[Source text]
· · · · · · ·

Explore your data

This example notebook shows how you can easily explore your data collected with Objectiv. It’s also available as a full Jupyter notebook to run on your own data (see how to get started in your notebook). The dataset used here is the same as in Objectiv Up.

Get started

We first have to instantiate the model hub and an Objectiv DataFrame object.

In:
 # set the timeframe of the analysis
start_date = '2022-06-01'
end_date = None
In:
 # instantiate the model hub, set the default time aggregation to daily
# and get the application & path global contexts
from modelhub import ModelHub, display_sql_as_markdown
modelhub = ModelHub(time_aggregation='%Y-%m-%d', global_contexts=['application', 'path'])
# get an Objectiv DataFrame within a defined timeframe
df = modelhub.get_objectiv_dataframe(db_url=DB_URL, start_date=start_date, end_date=end_date)

A first look at the data

In:
 # have a look at the event data, sorted by the user's session ID & hit
df.sort_values(['session_id', 'session_hit_number'], ascending=False).head()

· · · · · · ·

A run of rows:
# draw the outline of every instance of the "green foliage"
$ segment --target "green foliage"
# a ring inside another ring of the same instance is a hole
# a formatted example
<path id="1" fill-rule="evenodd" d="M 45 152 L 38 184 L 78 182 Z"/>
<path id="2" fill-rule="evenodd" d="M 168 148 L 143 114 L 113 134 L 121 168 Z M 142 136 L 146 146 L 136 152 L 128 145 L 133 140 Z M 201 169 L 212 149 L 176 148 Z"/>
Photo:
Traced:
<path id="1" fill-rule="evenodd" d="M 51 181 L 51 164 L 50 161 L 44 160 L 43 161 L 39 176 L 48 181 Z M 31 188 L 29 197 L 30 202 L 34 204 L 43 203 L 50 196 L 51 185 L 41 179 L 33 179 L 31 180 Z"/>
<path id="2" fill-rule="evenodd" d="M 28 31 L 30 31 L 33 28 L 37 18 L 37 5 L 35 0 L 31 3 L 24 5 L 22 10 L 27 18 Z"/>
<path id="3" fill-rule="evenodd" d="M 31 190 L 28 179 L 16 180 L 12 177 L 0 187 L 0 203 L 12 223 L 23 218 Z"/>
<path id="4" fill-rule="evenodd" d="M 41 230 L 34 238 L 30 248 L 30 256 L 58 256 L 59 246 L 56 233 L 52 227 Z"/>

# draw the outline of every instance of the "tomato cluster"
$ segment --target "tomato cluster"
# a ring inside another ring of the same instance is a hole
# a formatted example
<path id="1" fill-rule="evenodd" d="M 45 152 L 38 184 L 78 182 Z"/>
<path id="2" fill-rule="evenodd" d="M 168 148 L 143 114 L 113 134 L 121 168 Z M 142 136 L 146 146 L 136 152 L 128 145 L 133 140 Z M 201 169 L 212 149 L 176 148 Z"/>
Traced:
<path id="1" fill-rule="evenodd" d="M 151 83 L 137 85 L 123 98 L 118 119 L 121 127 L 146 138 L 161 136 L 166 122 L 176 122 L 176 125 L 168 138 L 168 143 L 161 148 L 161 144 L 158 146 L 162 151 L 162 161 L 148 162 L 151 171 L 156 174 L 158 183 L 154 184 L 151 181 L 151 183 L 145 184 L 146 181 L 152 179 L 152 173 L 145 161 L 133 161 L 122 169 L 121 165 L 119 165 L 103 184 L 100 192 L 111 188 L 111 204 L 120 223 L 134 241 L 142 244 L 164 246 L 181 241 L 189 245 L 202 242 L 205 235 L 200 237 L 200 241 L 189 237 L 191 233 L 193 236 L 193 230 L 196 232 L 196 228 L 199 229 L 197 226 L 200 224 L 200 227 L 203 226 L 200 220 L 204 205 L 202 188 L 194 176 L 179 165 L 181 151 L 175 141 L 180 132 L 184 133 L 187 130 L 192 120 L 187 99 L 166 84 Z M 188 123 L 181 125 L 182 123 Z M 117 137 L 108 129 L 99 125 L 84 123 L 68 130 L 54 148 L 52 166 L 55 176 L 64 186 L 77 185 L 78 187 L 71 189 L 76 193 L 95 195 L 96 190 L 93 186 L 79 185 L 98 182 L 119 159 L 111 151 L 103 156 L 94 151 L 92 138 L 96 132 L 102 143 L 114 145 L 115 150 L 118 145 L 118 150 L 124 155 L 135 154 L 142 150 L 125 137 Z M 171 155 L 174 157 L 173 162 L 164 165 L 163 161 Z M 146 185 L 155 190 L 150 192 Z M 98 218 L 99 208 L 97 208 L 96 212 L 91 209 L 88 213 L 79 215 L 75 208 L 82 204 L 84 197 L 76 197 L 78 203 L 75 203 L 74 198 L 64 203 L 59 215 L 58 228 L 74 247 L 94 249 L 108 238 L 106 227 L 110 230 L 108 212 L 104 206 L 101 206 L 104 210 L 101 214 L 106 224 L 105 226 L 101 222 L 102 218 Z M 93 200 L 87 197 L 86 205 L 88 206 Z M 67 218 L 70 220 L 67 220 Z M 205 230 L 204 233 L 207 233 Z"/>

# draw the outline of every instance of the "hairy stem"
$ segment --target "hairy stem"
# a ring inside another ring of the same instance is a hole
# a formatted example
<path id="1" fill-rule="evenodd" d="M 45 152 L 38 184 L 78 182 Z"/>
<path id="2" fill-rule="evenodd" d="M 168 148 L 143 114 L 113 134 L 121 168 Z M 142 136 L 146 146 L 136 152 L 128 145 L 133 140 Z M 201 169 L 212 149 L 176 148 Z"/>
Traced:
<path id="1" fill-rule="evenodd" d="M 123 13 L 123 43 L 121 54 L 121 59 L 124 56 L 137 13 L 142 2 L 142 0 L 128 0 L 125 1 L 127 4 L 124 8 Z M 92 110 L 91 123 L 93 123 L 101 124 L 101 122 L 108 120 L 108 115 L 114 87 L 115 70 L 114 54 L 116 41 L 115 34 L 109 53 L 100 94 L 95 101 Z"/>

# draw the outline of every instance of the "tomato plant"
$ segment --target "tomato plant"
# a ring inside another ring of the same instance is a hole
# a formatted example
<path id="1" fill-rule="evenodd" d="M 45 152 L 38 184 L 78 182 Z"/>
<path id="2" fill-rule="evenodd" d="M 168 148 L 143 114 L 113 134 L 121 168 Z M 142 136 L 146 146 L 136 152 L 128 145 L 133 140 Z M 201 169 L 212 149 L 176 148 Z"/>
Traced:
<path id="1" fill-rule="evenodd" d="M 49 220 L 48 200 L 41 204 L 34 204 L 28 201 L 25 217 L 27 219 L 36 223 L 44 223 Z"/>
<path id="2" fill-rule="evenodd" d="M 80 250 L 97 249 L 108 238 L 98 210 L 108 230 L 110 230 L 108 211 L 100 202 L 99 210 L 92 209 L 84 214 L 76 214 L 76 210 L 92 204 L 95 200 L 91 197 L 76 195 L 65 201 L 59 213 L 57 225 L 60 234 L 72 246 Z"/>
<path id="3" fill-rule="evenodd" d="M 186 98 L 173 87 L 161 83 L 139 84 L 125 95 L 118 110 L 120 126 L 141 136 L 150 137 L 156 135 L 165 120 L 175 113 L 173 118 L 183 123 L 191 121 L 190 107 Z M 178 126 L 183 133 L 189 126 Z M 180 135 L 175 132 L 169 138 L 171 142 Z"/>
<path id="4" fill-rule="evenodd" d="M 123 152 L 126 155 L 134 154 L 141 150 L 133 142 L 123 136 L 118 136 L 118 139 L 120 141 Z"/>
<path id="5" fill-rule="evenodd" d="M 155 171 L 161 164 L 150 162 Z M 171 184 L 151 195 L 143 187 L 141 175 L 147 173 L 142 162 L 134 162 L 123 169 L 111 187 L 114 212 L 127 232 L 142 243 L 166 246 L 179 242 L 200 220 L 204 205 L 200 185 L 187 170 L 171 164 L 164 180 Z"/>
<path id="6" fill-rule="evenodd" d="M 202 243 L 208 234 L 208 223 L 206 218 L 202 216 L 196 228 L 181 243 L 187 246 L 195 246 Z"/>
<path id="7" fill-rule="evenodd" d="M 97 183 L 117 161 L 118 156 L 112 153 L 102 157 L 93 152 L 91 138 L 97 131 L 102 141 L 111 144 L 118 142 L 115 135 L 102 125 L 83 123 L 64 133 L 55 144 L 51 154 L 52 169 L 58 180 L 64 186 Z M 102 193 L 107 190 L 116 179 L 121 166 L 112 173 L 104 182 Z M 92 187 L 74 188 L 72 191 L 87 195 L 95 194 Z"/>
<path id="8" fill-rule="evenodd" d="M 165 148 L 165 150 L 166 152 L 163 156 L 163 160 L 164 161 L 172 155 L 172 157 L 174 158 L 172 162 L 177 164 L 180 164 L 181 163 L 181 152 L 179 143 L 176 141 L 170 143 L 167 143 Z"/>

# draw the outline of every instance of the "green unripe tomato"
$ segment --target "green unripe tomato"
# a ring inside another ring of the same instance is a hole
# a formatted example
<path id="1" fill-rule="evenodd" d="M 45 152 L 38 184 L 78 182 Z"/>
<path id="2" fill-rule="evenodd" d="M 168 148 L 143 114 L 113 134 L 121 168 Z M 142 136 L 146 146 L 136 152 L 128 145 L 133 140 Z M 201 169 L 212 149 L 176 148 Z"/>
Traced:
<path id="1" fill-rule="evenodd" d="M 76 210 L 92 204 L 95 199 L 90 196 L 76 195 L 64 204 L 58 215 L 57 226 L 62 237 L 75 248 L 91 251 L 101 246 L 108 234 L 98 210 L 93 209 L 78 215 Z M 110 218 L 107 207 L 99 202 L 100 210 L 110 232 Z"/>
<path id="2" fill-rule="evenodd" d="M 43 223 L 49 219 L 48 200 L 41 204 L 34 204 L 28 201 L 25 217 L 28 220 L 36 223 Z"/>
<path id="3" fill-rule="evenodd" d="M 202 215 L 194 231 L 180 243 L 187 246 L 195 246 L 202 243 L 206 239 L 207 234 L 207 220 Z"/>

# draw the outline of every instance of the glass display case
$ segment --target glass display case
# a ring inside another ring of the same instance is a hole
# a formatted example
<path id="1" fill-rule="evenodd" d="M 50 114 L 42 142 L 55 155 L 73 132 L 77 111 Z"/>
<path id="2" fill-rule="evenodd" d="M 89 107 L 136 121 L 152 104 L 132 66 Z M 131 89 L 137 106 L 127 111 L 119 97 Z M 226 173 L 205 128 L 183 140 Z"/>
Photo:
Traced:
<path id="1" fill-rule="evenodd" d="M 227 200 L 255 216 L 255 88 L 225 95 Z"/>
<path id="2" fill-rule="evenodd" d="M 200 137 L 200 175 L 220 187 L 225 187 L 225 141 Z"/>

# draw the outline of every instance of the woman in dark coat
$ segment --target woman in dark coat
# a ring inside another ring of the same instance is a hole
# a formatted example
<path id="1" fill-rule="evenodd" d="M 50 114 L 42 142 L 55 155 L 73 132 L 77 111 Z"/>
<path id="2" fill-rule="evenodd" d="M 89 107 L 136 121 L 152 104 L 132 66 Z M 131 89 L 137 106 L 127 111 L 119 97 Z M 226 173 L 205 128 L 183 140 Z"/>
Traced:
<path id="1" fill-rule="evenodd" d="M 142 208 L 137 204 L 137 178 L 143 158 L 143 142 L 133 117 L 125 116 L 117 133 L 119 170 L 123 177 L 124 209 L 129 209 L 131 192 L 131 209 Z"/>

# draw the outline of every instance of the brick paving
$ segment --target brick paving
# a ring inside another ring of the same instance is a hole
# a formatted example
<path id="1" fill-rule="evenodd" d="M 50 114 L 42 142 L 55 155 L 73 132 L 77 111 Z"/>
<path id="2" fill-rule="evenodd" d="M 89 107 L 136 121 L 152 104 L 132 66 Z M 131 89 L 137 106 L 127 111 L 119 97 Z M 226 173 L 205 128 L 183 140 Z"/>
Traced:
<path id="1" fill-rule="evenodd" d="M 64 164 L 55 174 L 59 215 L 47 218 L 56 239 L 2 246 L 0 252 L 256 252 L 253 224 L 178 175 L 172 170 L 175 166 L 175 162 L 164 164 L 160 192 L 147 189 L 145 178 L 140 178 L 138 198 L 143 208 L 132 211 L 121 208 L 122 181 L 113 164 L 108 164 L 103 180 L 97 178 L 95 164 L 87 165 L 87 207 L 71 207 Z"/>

· · · · · · ·

[Given task 1]
In the Objectiv data exploration page, change the stretch from "This example notebook" through "in Objectiv Up." by putting "data set" in place of "dataset".
[Given task 2]
In the Objectiv data exploration page, what start date is set for the analysis timeframe?

[Solution 1]
This example notebook shows how you can easily explore your data collected with Objectiv. It’s also available as a full Jupyter notebook to run on your own data (see how to get started in your notebook). The data set used here is the same as in Objectiv Up.

[Solution 2]
2022-06-01